(Source records)

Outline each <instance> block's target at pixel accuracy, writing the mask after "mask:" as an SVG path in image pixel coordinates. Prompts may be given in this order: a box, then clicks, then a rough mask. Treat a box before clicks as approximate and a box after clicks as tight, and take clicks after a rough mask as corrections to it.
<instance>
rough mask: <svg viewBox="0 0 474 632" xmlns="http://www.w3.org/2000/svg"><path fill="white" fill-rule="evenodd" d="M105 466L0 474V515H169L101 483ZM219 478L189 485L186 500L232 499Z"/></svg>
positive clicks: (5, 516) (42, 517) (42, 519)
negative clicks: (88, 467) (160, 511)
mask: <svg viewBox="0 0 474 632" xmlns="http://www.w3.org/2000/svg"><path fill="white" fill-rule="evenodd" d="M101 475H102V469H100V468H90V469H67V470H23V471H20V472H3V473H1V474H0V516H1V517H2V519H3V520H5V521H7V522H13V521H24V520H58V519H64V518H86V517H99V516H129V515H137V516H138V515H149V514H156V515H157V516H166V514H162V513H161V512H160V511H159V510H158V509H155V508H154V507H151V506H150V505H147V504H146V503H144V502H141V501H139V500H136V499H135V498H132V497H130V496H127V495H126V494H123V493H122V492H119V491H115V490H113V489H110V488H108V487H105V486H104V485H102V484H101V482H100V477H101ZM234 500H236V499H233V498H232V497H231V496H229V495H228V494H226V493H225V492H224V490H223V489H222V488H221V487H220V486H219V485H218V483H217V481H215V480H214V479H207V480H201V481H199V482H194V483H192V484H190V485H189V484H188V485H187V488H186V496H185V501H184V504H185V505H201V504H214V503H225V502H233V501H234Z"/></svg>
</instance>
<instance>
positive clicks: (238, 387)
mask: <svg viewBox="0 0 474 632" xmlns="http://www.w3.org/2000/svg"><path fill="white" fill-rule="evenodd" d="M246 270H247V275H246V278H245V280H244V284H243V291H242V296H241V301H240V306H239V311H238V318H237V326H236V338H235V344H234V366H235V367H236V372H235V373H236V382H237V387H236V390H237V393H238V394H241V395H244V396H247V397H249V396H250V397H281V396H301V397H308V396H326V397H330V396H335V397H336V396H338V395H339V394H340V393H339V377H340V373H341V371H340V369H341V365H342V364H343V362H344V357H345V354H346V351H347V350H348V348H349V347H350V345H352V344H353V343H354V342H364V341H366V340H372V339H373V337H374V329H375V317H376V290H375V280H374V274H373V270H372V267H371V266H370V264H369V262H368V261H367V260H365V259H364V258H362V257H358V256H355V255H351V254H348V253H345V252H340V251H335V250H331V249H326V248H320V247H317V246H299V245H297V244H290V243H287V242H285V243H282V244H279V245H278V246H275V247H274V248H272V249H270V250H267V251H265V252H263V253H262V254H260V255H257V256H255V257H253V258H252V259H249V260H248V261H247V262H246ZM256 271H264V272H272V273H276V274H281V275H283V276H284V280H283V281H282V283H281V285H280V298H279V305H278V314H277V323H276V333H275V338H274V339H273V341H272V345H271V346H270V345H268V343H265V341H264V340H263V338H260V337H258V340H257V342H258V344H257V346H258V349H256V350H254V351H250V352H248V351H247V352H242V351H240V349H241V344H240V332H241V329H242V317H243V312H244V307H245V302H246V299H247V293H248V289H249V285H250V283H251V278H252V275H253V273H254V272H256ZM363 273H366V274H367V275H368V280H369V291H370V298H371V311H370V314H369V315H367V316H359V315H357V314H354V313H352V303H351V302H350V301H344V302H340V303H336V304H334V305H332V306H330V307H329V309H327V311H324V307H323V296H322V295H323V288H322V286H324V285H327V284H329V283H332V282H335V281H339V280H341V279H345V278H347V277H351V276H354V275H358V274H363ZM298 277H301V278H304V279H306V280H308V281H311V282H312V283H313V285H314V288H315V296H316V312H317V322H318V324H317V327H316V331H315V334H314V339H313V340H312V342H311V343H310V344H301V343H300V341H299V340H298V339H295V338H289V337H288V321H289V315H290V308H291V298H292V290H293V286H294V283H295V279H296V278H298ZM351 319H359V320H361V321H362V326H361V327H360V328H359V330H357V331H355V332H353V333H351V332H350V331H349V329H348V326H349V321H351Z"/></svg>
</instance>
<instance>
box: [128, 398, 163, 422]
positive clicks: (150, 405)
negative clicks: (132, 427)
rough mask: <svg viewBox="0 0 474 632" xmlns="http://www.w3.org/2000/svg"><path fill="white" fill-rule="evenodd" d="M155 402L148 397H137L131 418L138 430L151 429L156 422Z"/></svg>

Your instructions. Please convert the lines above into a JSON list of strings with one string per line, leaving out any blank lines.

Exercise response.
[
  "Outline each <instance> block's target at pixel accuracy, writing the mask after \"mask:\" as an SVG path in image pixel coordinates. Prompts may be given in this order: a box, then clicks, then a rough mask. Treat a box before clicks as approximate and a box after clicks as tight, and take clicks after a rough mask as corrections to it.",
  "<instance>",
  "rough mask: <svg viewBox=\"0 0 474 632\" xmlns=\"http://www.w3.org/2000/svg\"><path fill=\"white\" fill-rule=\"evenodd\" d=\"M105 466L0 474V515H169L101 483ZM219 478L189 485L186 500L232 499Z\"/></svg>",
  "positive clicks: (5, 516) (42, 517) (42, 519)",
  "negative clicks: (88, 467) (160, 511)",
  "mask: <svg viewBox=\"0 0 474 632\" xmlns=\"http://www.w3.org/2000/svg\"><path fill=\"white\" fill-rule=\"evenodd\" d=\"M101 475H102V469H100V468H90V469H67V470H23V471H20V472H3V473H1V474H0V516H1V517H2V519H3V520H5V521H7V522H13V521H24V520H58V519H64V518H86V517H99V516H129V515H137V516H138V515H149V514H156V515H157V516H166V514H162V513H161V512H160V511H159V510H158V509H155V508H154V507H151V506H150V505H147V504H146V503H144V502H141V501H139V500H136V499H135V498H132V497H130V496H127V495H126V494H123V493H122V492H119V491H115V490H113V489H110V488H108V487H105V486H104V485H102V484H101V482H100V477H101ZM234 500H236V499H233V498H232V497H231V496H229V495H228V494H226V493H225V492H224V490H223V489H222V488H221V487H220V486H219V485H218V483H217V481H215V480H214V479H207V480H201V481H199V482H194V483H192V484H190V485H189V484H188V485H187V488H186V496H185V501H184V504H185V505H201V504H214V503H225V502H233V501H234Z\"/></svg>",
  "</instance>",
  "<instance>",
  "positive clicks: (238, 387)",
  "mask: <svg viewBox=\"0 0 474 632\" xmlns=\"http://www.w3.org/2000/svg\"><path fill=\"white\" fill-rule=\"evenodd\" d=\"M246 270H247V275H246V278H245V280H244V284H243V291H242V296H241V301H240V306H239V311H238V318H237V326H236V338H235V344H234V366H235V367H236V372H235V373H236V382H237V387H236V390H237V393H238V394H241V395H244V396H247V397H249V396H250V397H281V396H301V397H308V396H326V397H330V396H335V397H336V396H338V395H339V394H340V393H339V377H340V373H341V371H340V369H341V365H342V364H343V362H344V357H345V354H346V351H347V350H348V348H349V347H350V345H352V344H353V343H354V342H364V341H366V340H372V339H373V337H374V329H375V317H376V290H375V280H374V274H373V270H372V267H371V266H370V264H369V262H368V261H367V260H365V259H364V258H362V257H358V256H355V255H351V254H348V253H345V252H340V251H335V250H331V249H326V248H320V247H317V246H299V245H297V244H290V243H287V242H285V243H282V244H279V245H278V246H275V247H274V248H272V249H270V250H267V251H265V252H263V253H262V254H260V255H257V256H255V257H253V258H252V259H249V260H248V261H247V262H246ZM256 271H264V272H272V273H276V274H281V275H283V276H284V280H283V281H282V283H281V285H280V298H279V305H278V314H277V323H276V333H275V338H274V339H273V341H272V345H271V346H270V345H268V343H265V341H264V340H263V338H260V337H258V340H257V342H258V344H257V346H258V349H256V350H254V351H250V352H248V351H247V352H242V351H240V349H241V344H240V332H241V329H242V317H243V312H244V307H245V302H246V299H247V293H248V289H249V285H250V283H251V278H252V275H253V273H254V272H256ZM363 273H366V274H367V275H368V280H369V291H370V298H371V311H370V314H369V315H367V316H359V315H357V314H354V313H352V303H351V302H350V301H344V302H340V303H336V304H334V305H332V306H330V307H329V309H327V311H324V307H323V296H322V295H323V288H322V286H324V285H327V284H329V283H332V282H335V281H339V280H341V279H345V278H347V277H351V276H354V275H358V274H363ZM298 277H301V278H304V279H306V280H308V281H311V282H312V283H313V285H314V288H315V296H316V312H317V322H318V324H317V327H316V331H315V334H314V339H313V340H312V342H311V343H310V344H301V343H300V341H299V340H298V339H295V338H289V337H288V321H289V315H290V308H291V298H292V290H293V286H294V283H295V279H296V278H298ZM351 319H359V320H361V321H362V326H361V327H360V328H359V330H357V331H355V332H353V333H351V332H350V331H349V329H348V326H349V321H351Z\"/></svg>",
  "</instance>",
  "<instance>",
  "box: [128, 398, 163, 422]",
  "positive clicks: (150, 405)",
  "negative clicks: (132, 427)",
  "rough mask: <svg viewBox=\"0 0 474 632\" xmlns=\"http://www.w3.org/2000/svg\"><path fill=\"white\" fill-rule=\"evenodd\" d=\"M155 402L148 397H137L131 418L138 430L151 429L156 422Z\"/></svg>"
]